Data lines »
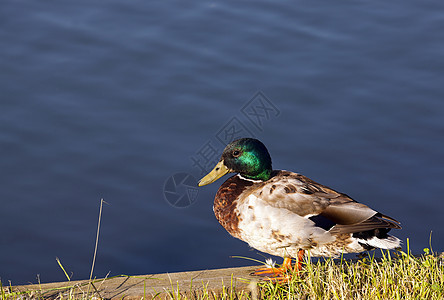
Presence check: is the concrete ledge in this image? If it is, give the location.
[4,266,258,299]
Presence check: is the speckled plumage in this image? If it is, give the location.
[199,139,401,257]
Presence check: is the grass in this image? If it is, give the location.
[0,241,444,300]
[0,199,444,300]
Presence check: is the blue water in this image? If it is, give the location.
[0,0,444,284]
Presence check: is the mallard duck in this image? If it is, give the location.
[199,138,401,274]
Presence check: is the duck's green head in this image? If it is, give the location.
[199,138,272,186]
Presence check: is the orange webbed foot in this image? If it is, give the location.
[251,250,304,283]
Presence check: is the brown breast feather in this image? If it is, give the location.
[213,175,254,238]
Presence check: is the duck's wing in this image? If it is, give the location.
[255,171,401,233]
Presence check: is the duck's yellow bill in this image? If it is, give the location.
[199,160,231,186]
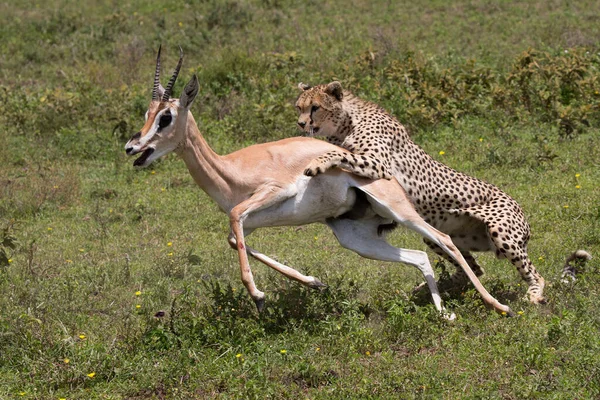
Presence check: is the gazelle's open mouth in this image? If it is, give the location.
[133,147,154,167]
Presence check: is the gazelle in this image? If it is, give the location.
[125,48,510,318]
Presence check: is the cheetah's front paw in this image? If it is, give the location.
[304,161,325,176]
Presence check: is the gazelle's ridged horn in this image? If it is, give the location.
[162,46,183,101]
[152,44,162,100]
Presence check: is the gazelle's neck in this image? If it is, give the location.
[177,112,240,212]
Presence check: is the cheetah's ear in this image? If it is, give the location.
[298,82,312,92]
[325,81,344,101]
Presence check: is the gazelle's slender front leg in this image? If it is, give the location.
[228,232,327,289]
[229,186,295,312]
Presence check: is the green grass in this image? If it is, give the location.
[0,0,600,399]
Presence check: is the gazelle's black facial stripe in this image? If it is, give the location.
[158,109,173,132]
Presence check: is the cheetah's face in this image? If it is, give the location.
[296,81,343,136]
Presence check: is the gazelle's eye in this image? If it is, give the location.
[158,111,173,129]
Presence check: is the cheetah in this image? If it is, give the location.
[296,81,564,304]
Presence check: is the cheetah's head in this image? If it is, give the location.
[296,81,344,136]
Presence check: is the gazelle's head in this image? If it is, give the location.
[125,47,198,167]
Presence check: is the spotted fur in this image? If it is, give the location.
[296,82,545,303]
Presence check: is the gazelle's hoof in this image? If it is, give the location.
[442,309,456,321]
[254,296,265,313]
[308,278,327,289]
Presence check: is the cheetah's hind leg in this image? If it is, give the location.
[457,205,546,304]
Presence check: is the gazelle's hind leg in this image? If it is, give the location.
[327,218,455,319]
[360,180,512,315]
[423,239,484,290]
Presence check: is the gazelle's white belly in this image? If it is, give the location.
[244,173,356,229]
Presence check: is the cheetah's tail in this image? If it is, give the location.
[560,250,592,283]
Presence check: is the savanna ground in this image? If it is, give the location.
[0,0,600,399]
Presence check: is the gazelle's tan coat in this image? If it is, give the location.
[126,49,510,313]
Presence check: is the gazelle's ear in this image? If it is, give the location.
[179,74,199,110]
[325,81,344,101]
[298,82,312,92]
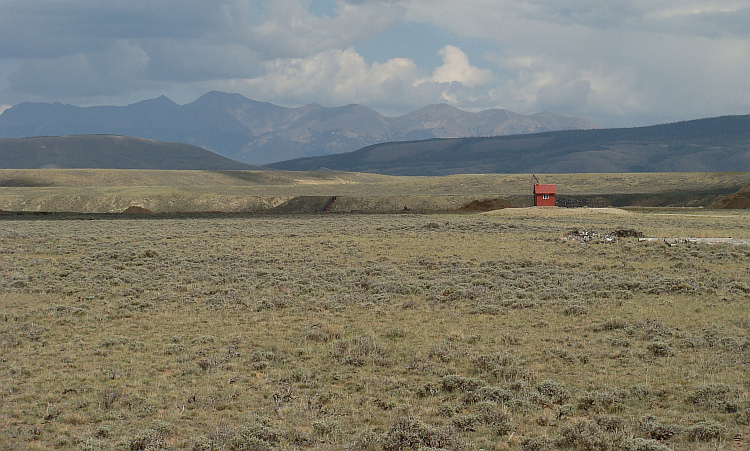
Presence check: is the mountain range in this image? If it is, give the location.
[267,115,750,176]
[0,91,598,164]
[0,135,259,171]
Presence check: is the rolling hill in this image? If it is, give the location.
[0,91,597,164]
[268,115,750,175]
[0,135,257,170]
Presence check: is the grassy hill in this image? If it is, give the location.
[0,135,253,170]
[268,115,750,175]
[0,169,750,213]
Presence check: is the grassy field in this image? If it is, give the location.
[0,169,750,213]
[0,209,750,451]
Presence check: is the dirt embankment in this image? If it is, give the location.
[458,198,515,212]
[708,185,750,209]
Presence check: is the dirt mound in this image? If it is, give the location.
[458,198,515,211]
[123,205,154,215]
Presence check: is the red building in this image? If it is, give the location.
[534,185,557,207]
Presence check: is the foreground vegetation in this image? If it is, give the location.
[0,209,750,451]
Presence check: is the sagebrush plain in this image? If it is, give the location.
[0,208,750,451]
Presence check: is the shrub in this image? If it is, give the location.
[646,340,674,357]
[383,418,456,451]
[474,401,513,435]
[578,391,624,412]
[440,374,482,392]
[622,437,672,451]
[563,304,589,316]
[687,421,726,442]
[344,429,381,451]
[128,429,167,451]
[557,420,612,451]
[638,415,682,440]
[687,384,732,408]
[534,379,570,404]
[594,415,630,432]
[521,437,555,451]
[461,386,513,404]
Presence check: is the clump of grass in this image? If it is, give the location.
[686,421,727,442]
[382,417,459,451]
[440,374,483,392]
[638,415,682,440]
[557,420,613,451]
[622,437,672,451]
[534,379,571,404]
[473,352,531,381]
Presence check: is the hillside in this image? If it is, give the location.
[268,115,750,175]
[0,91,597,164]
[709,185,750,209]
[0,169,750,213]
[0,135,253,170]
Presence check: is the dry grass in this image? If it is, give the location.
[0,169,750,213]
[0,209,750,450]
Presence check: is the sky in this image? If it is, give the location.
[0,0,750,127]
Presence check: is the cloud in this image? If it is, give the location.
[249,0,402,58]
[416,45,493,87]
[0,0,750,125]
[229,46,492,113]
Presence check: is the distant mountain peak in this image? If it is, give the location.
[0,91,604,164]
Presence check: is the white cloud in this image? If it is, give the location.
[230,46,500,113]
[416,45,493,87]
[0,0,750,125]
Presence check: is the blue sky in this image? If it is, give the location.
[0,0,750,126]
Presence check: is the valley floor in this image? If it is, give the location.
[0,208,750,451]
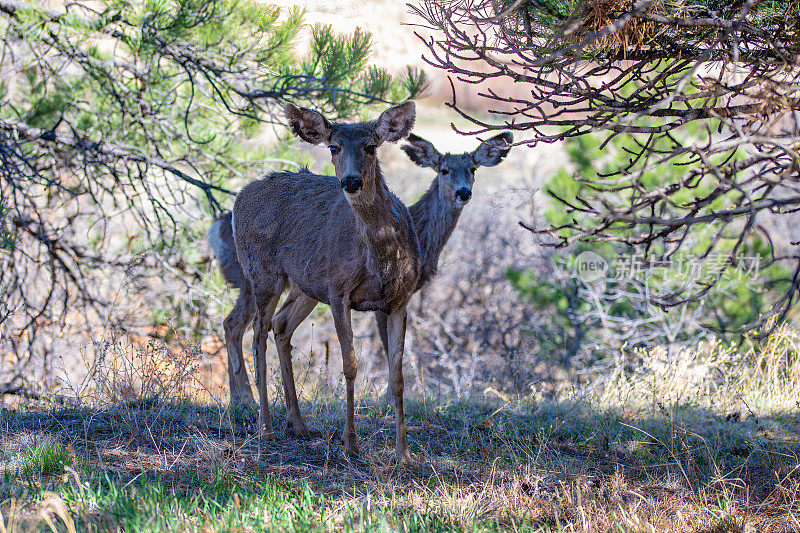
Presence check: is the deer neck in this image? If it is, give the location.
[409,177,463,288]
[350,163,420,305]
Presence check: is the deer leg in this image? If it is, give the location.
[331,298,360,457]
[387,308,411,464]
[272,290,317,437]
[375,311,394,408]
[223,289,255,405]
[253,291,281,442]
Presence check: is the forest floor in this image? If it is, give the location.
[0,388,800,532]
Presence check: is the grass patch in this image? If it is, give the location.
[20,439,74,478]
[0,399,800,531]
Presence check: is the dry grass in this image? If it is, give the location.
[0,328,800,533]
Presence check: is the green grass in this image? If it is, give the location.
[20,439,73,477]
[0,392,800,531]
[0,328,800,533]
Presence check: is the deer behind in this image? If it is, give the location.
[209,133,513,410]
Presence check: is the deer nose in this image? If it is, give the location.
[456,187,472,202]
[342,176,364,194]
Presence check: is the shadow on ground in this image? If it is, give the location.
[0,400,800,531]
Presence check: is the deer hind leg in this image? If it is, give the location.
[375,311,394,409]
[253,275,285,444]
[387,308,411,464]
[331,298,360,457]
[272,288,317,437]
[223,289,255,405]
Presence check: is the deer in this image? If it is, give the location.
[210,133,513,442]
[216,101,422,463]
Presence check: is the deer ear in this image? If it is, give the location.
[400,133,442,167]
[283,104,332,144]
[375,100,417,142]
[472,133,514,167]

What you need to do »
Extract every line of text from the records above, reproducing each one verbatim and omitting the pictures.

Written response »
Presence check: is the concrete ledge in this image? If it is, give the location.
[4,266,258,299]
Presence check: is the speckled plumage in this image? If it is, give the location.
[199,139,401,257]
Presence check: is the grass in this image? If it is, give the location.
[0,241,444,300]
[0,199,444,300]
Presence check: is the blue water in this image? If it is, give the location.
[0,0,444,284]
Presence check: is the mallard duck in this image? If it is, give the location.
[199,138,401,274]
Presence check: is the duck's green head in this image? If it is, give the location.
[199,138,272,186]
Presence check: is the orange webbed foot in this image? If it is, give the location.
[251,250,304,283]
Presence check: is the brown breast feather in this image? If it is, give the location.
[213,175,254,238]
Presence check: is the duck's wing in this image? If it is, give the location.
[255,171,401,233]
Presence check: is the duck's yellow bill in this image? If it is, give the location.
[199,160,231,186]
Presence check: is the gazelle's open mouth in this image? If it is, give the location.
[133,147,154,167]
Presence check: is the gazelle in this image? If it is, give the location.
[125,48,510,318]
Presence check: is the cheetah's front paw in this image? If it is, give the location.
[304,161,325,176]
Presence check: is the gazelle's ridged horn in this image? If it is, give the location.
[162,46,183,101]
[152,44,162,100]
Presence check: is the gazelle's neck in this image? If it is, give the location.
[177,112,240,212]
Presence check: is the cheetah's ear in this image? If it is, give the location.
[298,82,312,92]
[325,81,344,101]
Presence check: is the gazelle's slender front leg in this image? If it is, give the location.
[228,232,327,289]
[229,186,295,312]
Presence check: is the green grass in this image? If it is, give the location.
[0,0,600,399]
Presence check: is the gazelle's black facial stripe in this image? If it is, give the location.
[158,109,173,132]
Presence check: is the cheetah's face in this image? If it is, give the location.
[296,81,343,136]
Presence check: is the gazelle's eye in this image? If it is, give the location.
[158,111,173,129]
Presence check: is the cheetah in this image? If it is, give the location.
[296,81,564,304]
Presence check: is the cheetah's head in this image? If it is, give the location.
[296,81,344,136]
Presence check: is the gazelle's head in this image? If it is, give the location.
[125,47,198,167]
Presence check: is the spotted fur in this image? If it is, give the location.
[296,82,545,303]
Presence check: is the gazelle's hoof in this image? If it is, give the location.
[442,309,456,321]
[254,296,265,313]
[308,278,327,289]
Presence check: is the cheetah's hind leg in this image? If it is, give the location.
[457,205,546,304]
Presence check: is the gazelle's hind leg in this image? If it is, give the location.
[327,218,455,319]
[360,180,512,315]
[423,239,484,290]
Presence check: is the gazelle's white belly in this image? If it is, give the location.
[244,173,356,229]
Presence check: is the cheetah's tail in this image? If it is, give the location.
[560,250,592,283]
Presence check: is the savanna ground in this image? If it is, give the location.
[0,0,600,399]
Presence check: is the gazelle's tan coat in this image? If it is, give the location.
[126,49,510,313]
Presence check: is the gazelle's ear in this image? If it is, give the location.
[179,74,199,110]
[325,81,344,101]
[298,82,312,92]
Presence check: is the mountain range in this image? If it is, give the location.
[267,115,750,176]
[0,91,598,164]
[0,135,259,171]
Presence check: is the rolling hill in this image? If it is, give the location.
[0,91,597,164]
[268,115,750,175]
[0,135,257,170]
Presence check: is the grassy hill in this image? If it is, give the location.
[0,135,253,170]
[268,115,750,175]
[0,169,750,213]
Presence check: is the grassy field in this image? If it is, give the location.
[0,169,750,213]
[0,209,750,451]
Presence check: is the dirt embankment in this image? If it is, give the location.
[458,198,515,212]
[708,185,750,209]
Presence check: is the dirt mound in this image? If it is, give the location.
[458,198,515,211]
[123,205,154,215]
Presence check: is the red building in this image? If it is, give the location.
[534,185,557,207]
Presence check: is the foreground vegetation in this image? If it is, give the location.
[0,209,750,451]
Presence check: is the sagebrush plain in this image? If it is, give the location.
[0,208,750,451]
Presence check: is the shrub in this image? If it is, give the location.
[646,340,674,357]
[383,418,456,451]
[474,401,513,435]
[578,391,624,412]
[440,374,482,392]
[622,437,672,451]
[563,304,589,316]
[687,421,726,442]
[344,429,381,451]
[128,429,167,451]
[557,420,612,451]
[638,415,682,440]
[687,384,732,408]
[534,379,570,404]
[594,415,630,432]
[521,437,555,451]
[461,386,513,404]
Presence check: is the clump of grass in this image? If it is, give the location.
[686,421,727,442]
[382,417,459,451]
[440,374,483,392]
[638,415,682,440]
[557,420,613,451]
[622,437,672,451]
[534,379,571,404]
[473,352,531,381]
Presence check: is the hillside in this image? If it is, give the location.
[268,115,750,175]
[0,91,597,164]
[709,185,750,209]
[0,169,750,213]
[0,135,253,170]
Presence check: is the dry grass in this image? If it is, give the location.
[0,169,750,213]
[0,209,750,450]
Presence check: is the sky in this image? If it is, give the location.
[0,0,750,127]
Presence check: is the cloud in this image? If it is, give the location.
[249,0,402,58]
[416,45,493,87]
[0,0,750,125]
[229,46,492,113]
Presence check: is the distant mountain peak in this image? If it is, give the location.
[0,91,604,164]
Presence check: is the white cloud in this image? If it is, give the location.
[230,46,500,113]
[416,45,493,87]
[0,0,750,125]
Presence check: is the blue sky in this image? If it is, give the location.
[0,0,750,126]
Presence check: is the valley floor in this image? If it is, give the location.
[0,208,750,451]
Presence check: is the deer neck in this image? If it is, give the location.
[409,177,463,288]
[350,163,420,305]
Presence check: is the deer leg in this image? If it is, give the location.
[331,298,360,457]
[387,308,411,464]
[272,290,317,437]
[375,311,394,408]
[223,289,255,405]
[253,291,281,442]
Presence check: is the forest floor in this image? If it is, give the location.
[0,388,800,532]
Presence check: is the grass patch in this image? If it is, give the location.
[20,439,74,478]
[0,399,800,531]
Presence check: is the dry grass in this image? If it is, give the location.
[0,328,800,533]
Presence check: is the green grass in this image? If it is, give the location.
[20,439,73,477]
[0,392,800,531]
[0,328,800,533]
Presence check: is the deer behind in this image? If it is, give the location.
[209,133,513,410]
Presence check: is the deer nose in this image? If it is, give the location.
[456,187,472,202]
[342,176,364,194]
Presence check: is the shadow on ground in this image? If it is, give the location.
[0,400,800,531]
Presence check: is the deer hind leg in this image? If it is, give the location.
[375,311,394,409]
[253,275,285,444]
[387,308,411,464]
[331,298,360,457]
[272,288,317,437]
[223,289,255,405]
Presence check: is the deer in this image? If it is, give the location.
[210,133,513,442]
[216,101,422,463]
Presence check: is the deer ear in this image? If it is, give the location.
[400,133,442,167]
[283,104,332,144]
[375,100,417,142]
[472,133,514,167]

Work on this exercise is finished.